SUPPLIED DATA START

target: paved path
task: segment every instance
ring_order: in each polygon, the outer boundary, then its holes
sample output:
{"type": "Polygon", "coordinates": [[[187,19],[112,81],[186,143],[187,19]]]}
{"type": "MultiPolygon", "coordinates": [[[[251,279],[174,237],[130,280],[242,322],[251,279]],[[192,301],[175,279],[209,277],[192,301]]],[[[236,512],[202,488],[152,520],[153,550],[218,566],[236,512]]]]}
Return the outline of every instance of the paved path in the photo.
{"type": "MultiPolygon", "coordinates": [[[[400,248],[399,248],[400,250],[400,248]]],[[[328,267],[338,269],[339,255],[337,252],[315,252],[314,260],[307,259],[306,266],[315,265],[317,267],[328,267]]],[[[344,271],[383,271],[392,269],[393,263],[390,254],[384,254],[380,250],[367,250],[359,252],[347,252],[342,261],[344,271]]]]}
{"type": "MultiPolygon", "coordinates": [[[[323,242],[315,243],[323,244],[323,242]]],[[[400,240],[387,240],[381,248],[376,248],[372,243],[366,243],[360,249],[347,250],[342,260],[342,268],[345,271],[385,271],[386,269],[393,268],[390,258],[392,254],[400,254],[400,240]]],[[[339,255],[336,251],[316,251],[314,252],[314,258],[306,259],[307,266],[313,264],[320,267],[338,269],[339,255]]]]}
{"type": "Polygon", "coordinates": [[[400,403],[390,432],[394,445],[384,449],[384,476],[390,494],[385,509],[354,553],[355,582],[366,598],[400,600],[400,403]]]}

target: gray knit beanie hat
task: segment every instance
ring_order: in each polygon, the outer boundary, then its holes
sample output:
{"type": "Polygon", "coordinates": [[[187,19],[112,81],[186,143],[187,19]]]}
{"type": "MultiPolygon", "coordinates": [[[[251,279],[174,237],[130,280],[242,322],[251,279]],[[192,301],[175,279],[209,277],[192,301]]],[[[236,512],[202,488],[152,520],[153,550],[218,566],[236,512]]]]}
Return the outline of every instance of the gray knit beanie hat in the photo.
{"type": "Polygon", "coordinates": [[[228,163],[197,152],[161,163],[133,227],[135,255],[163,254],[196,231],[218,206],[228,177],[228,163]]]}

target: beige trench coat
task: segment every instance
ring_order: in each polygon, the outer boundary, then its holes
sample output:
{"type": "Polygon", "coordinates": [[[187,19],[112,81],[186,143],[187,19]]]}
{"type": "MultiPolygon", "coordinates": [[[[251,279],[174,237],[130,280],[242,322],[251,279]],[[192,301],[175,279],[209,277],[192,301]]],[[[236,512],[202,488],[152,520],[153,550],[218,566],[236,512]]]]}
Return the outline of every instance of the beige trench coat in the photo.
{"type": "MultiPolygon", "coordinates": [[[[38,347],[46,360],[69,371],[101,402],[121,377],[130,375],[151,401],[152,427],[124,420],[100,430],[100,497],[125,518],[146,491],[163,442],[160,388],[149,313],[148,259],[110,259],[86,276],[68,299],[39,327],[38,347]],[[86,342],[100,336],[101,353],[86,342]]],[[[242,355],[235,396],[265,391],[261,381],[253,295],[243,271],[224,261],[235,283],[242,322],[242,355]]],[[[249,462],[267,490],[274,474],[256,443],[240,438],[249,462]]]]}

SUPPLIED DATA END

▶ [TASK TO CARRY OUT]:
The answer must be the complete listing, repeated exactly.

▶ [ANSWER FOR THE TASK]:
target: paved path
task: segment every instance
ring_order: in each polygon, the outer boundary, then its holes
sample output:
{"type": "Polygon", "coordinates": [[[187,19],[112,81],[186,143],[187,19]]]}
{"type": "MultiPolygon", "coordinates": [[[[251,279],[174,237],[130,280],[242,322],[251,279]],[[192,301],[175,279],[209,277],[192,301]]],[[[236,512],[202,488],[152,520],[153,550],[218,566],[236,512]]]]}
Return the outline of every instance of the paved path in the photo.
{"type": "MultiPolygon", "coordinates": [[[[400,248],[399,248],[400,250],[400,248]]],[[[328,267],[338,269],[339,255],[337,252],[315,252],[314,260],[307,259],[306,266],[315,265],[317,267],[328,267]]],[[[344,271],[383,271],[392,269],[393,263],[390,254],[384,254],[380,250],[367,250],[359,252],[347,252],[342,261],[344,271]]]]}
{"type": "MultiPolygon", "coordinates": [[[[323,242],[315,243],[323,244],[323,242]]],[[[400,240],[387,240],[381,248],[376,248],[372,243],[366,243],[360,249],[347,250],[342,260],[342,268],[345,271],[385,271],[386,269],[393,268],[390,258],[392,254],[400,254],[400,240]]],[[[339,255],[336,251],[316,251],[314,252],[314,258],[306,259],[307,266],[313,264],[320,267],[338,269],[339,255]]]]}
{"type": "Polygon", "coordinates": [[[400,403],[390,432],[394,445],[384,449],[384,476],[390,494],[385,509],[354,553],[355,582],[366,598],[400,600],[400,403]]]}

target: gray knit beanie hat
task: segment every instance
ring_order: in each polygon, the outer boundary, then its holes
sample output:
{"type": "Polygon", "coordinates": [[[187,19],[112,81],[186,143],[187,19]]]}
{"type": "MultiPolygon", "coordinates": [[[[251,279],[174,237],[130,280],[242,322],[251,279]],[[192,301],[175,279],[209,277],[192,301]]],[[[236,512],[202,488],[152,520],[153,550],[218,566],[236,512]]]]}
Return the outline of every instance of the gray knit beanie hat in the photo.
{"type": "Polygon", "coordinates": [[[228,163],[197,152],[161,163],[133,227],[135,255],[163,254],[196,231],[218,206],[228,177],[228,163]]]}

target: beige trench coat
task: segment every instance
ring_order: in each polygon, the outer boundary, then its holes
sample output:
{"type": "Polygon", "coordinates": [[[187,19],[112,81],[186,143],[187,19]]]}
{"type": "MultiPolygon", "coordinates": [[[[251,279],[174,237],[130,280],[242,322],[251,279]],[[192,301],[175,279],[209,277],[192,301]]],[[[236,512],[202,488],[152,520],[153,550],[218,566],[236,512]]]]}
Return the outline of every instance of the beige trench coat in the photo.
{"type": "MultiPolygon", "coordinates": [[[[38,347],[46,360],[69,371],[101,402],[121,377],[130,375],[151,401],[152,427],[124,420],[100,430],[100,497],[125,518],[146,491],[163,442],[160,388],[149,313],[148,259],[110,259],[86,276],[68,299],[39,327],[38,347]],[[86,342],[100,336],[101,353],[86,342]]],[[[242,355],[235,396],[265,391],[261,381],[253,295],[243,271],[224,261],[235,283],[242,322],[242,355]]],[[[249,462],[267,490],[274,474],[256,443],[240,438],[249,462]]]]}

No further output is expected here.